Task prompt | Copy every item below word for word, without changing anything.

Data to use |
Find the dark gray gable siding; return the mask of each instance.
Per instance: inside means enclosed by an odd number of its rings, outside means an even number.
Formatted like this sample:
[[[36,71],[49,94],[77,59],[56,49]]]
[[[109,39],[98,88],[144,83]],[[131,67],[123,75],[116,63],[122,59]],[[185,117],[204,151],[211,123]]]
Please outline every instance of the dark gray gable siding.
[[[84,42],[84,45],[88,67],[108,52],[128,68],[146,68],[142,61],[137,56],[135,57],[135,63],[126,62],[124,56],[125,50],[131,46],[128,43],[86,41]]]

Answer to the task |
Find the dark gray gable siding; return the mask of each instance.
Per instance: inside means enclosed by an odd number of its rings, outside means an even number.
Formatted like this sample:
[[[36,71],[49,94],[77,59],[56,49]]]
[[[109,39],[98,88],[144,83]],[[131,67],[123,75],[116,63],[122,59]],[[185,117],[204,151],[211,123]]]
Please outline every instance of the dark gray gable siding.
[[[84,42],[84,45],[88,67],[108,52],[128,68],[146,68],[142,61],[137,56],[135,57],[135,63],[126,62],[124,56],[125,50],[131,46],[128,43],[86,41]]]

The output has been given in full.